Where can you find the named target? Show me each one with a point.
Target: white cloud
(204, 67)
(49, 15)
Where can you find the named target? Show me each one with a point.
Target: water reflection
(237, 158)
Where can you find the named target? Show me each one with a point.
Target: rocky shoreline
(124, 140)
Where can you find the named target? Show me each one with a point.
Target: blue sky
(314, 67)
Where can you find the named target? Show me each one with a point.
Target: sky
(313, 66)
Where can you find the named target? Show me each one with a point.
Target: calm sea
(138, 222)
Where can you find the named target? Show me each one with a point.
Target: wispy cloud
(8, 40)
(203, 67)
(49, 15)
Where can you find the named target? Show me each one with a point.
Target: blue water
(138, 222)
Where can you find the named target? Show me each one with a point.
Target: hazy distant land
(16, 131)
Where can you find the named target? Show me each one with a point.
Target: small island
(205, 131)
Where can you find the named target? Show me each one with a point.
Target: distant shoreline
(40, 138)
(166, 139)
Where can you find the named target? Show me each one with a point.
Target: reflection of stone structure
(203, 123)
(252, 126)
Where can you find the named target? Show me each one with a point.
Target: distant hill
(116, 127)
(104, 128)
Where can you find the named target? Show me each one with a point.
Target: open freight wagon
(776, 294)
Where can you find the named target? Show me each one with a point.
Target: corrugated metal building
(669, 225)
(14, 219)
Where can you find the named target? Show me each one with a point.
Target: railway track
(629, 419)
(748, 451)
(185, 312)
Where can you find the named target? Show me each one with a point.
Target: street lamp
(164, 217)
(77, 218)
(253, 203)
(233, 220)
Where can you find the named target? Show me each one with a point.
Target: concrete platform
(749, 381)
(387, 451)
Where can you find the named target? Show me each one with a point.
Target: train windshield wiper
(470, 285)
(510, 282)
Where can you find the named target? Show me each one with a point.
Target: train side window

## What this task involves
Copy out every line above that contains the word "water", and treat uppercase and lowercase letters as different.

## Solution to the problem
Target: water reflection
Target: blue water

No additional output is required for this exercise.